_Task to complete:_ Reproduce the data below unchanged, beginning with the line containing "Query: vase" and continuing through the line containing "(1241, 659)", both of those lines included.

+-------+

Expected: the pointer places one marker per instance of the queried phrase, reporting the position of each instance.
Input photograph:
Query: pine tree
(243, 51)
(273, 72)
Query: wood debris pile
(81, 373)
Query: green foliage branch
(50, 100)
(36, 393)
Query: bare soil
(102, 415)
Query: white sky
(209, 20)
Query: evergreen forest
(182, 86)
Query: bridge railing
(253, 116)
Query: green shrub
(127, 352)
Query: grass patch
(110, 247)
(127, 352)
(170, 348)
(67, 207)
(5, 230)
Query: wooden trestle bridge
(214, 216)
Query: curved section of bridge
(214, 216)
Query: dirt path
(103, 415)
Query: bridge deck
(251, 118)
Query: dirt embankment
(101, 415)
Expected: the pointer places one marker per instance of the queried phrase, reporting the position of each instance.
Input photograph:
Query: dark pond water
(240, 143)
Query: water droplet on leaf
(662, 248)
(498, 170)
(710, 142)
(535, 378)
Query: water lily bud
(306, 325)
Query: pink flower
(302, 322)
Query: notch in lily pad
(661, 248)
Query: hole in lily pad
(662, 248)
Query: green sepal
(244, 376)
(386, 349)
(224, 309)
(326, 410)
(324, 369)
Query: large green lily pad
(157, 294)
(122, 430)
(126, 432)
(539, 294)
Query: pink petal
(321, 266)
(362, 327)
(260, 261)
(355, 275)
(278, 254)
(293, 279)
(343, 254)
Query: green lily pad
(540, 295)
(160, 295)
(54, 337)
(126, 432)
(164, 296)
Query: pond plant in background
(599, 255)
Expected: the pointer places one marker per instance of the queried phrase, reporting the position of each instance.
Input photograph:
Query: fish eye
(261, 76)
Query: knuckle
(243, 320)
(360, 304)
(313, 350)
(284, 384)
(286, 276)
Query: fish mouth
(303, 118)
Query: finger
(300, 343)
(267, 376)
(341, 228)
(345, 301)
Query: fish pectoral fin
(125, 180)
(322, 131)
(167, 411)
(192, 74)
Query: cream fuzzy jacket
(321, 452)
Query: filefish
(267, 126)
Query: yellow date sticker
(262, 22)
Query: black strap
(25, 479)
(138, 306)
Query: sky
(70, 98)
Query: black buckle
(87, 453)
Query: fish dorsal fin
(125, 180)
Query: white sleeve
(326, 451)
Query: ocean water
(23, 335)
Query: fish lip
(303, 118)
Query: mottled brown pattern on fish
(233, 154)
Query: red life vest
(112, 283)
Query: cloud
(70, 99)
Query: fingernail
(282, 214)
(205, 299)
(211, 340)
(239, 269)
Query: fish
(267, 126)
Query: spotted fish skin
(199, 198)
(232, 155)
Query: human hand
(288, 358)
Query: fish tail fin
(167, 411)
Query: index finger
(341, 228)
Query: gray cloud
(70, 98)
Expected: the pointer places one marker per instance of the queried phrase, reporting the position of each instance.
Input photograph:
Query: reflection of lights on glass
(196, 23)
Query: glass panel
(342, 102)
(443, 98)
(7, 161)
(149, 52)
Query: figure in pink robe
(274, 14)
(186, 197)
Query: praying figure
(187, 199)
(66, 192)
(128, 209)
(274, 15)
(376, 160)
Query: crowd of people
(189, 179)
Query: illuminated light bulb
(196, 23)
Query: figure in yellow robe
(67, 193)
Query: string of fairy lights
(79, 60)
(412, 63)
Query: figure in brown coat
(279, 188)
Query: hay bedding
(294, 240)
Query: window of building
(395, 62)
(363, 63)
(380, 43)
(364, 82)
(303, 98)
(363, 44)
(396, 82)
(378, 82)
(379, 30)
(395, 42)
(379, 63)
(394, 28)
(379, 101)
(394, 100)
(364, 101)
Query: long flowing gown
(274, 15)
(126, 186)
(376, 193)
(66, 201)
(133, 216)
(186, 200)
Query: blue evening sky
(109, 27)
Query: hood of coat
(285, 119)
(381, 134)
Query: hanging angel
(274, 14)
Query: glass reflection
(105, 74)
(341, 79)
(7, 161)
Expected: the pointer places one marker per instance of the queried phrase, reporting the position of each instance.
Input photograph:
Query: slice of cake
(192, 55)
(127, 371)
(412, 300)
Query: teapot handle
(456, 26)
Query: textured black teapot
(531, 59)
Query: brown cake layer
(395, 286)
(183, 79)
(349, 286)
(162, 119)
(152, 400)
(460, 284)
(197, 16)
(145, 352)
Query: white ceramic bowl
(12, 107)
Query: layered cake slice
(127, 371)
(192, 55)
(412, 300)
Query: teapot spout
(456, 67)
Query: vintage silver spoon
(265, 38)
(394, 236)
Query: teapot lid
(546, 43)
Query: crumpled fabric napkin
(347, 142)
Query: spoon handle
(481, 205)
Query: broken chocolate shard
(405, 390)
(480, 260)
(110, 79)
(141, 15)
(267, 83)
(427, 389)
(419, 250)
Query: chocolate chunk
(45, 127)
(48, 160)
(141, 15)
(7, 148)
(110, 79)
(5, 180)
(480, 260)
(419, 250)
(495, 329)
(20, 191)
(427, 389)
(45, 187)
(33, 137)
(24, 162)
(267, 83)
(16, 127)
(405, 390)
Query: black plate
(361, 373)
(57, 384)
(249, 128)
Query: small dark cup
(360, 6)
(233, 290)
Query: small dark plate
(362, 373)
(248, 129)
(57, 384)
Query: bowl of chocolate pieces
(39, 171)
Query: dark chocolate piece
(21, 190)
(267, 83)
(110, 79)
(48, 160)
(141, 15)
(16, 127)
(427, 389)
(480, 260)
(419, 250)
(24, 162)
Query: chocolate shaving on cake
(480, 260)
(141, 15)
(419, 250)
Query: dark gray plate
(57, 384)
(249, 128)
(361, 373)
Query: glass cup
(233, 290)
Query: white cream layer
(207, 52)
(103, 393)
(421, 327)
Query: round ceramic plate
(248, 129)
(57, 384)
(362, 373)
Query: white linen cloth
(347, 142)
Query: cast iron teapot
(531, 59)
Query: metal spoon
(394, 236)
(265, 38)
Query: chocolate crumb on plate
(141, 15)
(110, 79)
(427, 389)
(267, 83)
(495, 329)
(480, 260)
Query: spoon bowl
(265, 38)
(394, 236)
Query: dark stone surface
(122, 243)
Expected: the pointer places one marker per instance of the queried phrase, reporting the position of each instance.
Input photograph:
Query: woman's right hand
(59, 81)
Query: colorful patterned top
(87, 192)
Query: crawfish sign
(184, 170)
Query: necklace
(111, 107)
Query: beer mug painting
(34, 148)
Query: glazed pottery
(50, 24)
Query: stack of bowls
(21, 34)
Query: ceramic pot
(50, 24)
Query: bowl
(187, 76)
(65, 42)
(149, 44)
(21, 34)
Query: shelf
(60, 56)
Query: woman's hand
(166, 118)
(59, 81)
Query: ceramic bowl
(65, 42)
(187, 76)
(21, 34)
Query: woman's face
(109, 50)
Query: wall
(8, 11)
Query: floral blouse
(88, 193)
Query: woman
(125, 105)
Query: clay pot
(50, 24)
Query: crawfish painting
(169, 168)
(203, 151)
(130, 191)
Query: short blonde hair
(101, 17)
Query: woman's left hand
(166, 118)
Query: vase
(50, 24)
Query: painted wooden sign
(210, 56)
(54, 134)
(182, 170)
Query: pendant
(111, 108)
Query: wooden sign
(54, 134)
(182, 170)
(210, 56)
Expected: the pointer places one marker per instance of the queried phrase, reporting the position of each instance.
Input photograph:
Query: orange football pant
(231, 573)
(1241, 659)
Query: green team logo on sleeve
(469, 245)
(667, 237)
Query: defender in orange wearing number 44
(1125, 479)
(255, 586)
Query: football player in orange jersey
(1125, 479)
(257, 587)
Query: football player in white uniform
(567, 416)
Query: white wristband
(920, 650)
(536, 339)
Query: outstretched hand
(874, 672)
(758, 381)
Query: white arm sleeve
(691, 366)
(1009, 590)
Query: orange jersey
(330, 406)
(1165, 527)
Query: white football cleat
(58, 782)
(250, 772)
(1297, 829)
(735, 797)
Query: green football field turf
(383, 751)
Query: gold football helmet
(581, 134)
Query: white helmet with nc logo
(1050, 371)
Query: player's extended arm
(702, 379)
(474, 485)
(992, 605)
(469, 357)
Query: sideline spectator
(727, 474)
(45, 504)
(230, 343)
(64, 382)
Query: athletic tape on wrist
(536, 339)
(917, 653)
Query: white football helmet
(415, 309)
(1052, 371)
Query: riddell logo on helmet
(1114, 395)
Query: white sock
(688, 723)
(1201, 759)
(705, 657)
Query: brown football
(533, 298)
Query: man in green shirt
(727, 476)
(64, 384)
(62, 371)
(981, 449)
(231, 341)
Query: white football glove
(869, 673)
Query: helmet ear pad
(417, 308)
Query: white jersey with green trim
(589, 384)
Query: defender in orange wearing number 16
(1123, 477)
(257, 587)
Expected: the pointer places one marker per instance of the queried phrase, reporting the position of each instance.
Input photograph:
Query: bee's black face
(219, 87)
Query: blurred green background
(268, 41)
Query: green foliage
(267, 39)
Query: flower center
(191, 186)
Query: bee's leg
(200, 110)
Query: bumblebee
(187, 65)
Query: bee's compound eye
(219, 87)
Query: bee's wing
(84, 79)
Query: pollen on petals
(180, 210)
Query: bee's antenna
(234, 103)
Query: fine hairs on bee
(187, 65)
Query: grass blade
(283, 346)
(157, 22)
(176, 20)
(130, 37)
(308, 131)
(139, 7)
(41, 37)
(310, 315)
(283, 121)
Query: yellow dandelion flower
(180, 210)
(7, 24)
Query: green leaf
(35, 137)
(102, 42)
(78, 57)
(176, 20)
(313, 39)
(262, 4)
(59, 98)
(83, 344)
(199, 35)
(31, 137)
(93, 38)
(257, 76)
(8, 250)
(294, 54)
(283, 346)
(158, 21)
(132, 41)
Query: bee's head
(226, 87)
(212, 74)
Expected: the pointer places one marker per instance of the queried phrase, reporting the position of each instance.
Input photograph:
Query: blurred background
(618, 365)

+-------+

_Task solution:_
Query: vase
(50, 24)
Query: painted wooden sign
(210, 56)
(54, 134)
(182, 170)
Query: pendant
(111, 108)
Query: wooden sign
(54, 134)
(182, 170)
(210, 56)
Expected: the pointer places one marker per instance of the queried phrase, reporting the position of each instance.
Input photograph:
Query: orange football pant
(231, 573)
(1241, 659)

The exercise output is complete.